### YOUR OBJECTIVE
Identify all lines of the data containing the string "white" and copy them.

[Records from a data collection]
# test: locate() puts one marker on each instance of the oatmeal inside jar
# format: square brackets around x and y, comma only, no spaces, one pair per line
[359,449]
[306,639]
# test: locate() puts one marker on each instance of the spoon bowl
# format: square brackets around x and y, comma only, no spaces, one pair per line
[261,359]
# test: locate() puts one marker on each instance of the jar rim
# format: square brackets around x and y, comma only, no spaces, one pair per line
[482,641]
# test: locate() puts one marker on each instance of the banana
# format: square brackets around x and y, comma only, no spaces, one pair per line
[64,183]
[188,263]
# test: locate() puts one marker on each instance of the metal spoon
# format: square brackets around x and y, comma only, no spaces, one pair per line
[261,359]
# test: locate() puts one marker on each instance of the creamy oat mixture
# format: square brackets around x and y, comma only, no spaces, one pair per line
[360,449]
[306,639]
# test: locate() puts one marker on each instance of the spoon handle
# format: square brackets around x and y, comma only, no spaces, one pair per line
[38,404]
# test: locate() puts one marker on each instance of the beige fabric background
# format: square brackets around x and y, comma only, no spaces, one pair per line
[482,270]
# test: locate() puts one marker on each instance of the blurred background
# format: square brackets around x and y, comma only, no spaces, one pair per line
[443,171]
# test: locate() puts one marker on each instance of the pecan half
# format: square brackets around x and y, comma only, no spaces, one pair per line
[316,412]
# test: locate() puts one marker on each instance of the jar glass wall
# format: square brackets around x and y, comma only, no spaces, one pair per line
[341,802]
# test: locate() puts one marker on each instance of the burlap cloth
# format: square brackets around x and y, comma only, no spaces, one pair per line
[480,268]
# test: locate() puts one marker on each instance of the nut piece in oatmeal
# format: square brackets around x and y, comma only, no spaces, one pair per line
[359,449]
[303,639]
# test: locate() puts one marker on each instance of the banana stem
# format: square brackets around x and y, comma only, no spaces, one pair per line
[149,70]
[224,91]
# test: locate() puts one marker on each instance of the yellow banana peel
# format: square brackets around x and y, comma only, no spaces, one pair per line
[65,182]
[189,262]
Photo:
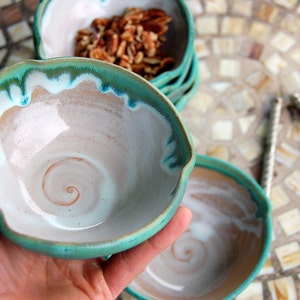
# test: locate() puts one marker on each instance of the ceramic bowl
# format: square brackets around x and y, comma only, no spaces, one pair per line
[191,82]
[54,33]
[225,246]
[93,159]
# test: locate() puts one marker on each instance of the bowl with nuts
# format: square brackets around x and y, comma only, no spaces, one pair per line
[152,38]
[93,158]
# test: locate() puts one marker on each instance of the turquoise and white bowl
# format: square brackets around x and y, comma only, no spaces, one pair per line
[93,159]
[54,33]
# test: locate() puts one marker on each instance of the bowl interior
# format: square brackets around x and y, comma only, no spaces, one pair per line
[85,154]
[225,245]
[55,37]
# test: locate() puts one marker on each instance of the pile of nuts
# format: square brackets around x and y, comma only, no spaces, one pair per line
[133,41]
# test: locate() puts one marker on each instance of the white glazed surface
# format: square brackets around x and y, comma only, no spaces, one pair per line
[218,251]
[59,36]
[83,161]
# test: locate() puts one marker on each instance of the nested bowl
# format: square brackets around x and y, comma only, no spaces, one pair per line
[94,159]
[57,22]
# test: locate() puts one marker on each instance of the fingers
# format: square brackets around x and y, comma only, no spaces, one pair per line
[122,268]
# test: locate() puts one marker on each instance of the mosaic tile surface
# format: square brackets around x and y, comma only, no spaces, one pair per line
[248,51]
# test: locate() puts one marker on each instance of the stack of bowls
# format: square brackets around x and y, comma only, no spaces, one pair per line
[54,36]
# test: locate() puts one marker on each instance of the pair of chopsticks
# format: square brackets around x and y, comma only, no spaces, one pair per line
[271,140]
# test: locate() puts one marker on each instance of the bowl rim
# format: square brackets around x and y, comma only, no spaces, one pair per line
[251,185]
[99,249]
[160,80]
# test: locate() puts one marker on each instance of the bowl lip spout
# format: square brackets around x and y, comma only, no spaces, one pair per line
[159,80]
[264,211]
[16,73]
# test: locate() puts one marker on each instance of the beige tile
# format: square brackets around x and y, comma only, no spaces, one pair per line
[286,154]
[275,63]
[267,13]
[253,292]
[205,72]
[233,25]
[246,123]
[204,103]
[292,182]
[242,7]
[250,149]
[279,197]
[221,86]
[251,49]
[218,151]
[259,80]
[267,268]
[222,130]
[19,31]
[291,81]
[283,289]
[286,3]
[290,221]
[216,6]
[259,31]
[293,132]
[4,3]
[242,101]
[206,25]
[282,41]
[230,67]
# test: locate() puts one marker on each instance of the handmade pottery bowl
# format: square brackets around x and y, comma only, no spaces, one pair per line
[191,82]
[54,34]
[225,246]
[93,159]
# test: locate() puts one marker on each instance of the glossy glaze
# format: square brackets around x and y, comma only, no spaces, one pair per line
[223,246]
[87,162]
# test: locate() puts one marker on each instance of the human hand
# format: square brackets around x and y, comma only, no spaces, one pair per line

### YOUR SOLUTION
# test: locate() puts one marker on each instance of the turquoise and white bowl
# test: locate() puts one marker on each instance of the white glazed surface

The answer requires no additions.